■ What to work on
Quote word for word the lines of the data below from the line containing "point_to reports the position of each instance of the shadow" up to and including the line containing "column 214, row 351", and nothing else.

— start of Data provided —

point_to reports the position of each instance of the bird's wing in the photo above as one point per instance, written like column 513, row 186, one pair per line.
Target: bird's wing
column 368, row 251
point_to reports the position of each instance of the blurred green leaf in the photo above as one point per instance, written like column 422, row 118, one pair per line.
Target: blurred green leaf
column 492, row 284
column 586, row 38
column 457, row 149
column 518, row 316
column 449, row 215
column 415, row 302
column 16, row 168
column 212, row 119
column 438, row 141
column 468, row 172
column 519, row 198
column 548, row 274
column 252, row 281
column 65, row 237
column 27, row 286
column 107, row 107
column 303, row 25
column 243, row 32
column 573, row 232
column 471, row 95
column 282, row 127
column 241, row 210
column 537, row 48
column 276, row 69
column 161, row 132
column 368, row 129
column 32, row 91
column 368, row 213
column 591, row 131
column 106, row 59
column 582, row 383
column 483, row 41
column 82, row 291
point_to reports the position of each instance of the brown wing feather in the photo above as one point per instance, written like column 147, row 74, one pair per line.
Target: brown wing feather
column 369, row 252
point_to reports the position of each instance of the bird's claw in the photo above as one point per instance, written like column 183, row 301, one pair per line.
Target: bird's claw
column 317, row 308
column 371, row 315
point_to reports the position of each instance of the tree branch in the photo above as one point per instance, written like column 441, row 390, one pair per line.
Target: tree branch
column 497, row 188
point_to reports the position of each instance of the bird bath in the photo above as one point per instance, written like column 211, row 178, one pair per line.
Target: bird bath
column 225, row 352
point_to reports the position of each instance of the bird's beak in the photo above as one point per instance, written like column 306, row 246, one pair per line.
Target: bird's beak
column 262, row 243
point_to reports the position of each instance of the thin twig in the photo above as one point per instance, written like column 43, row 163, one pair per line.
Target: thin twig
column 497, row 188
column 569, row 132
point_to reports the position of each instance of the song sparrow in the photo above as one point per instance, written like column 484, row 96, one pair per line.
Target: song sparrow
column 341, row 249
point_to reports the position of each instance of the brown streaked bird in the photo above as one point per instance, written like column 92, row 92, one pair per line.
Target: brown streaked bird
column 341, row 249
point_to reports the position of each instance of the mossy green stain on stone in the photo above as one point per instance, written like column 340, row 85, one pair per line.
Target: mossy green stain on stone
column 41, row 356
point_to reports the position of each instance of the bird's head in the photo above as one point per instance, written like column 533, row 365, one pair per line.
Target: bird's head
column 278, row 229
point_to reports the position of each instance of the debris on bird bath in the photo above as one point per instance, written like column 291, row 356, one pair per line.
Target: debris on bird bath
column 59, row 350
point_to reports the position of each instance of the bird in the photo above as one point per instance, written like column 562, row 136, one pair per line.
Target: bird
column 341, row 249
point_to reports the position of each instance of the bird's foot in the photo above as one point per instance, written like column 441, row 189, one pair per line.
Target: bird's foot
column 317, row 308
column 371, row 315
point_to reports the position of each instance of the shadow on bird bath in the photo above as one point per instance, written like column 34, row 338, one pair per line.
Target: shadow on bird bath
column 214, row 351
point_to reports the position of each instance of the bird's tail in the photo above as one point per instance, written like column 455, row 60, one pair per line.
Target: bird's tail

— end of Data provided —

■ Completed exercise
point_to reports the position of each instance of the shadow on bird bath in the photo above as one point per instance, written like column 34, row 338, one pair per line.
Target: shadow on bird bath
column 214, row 351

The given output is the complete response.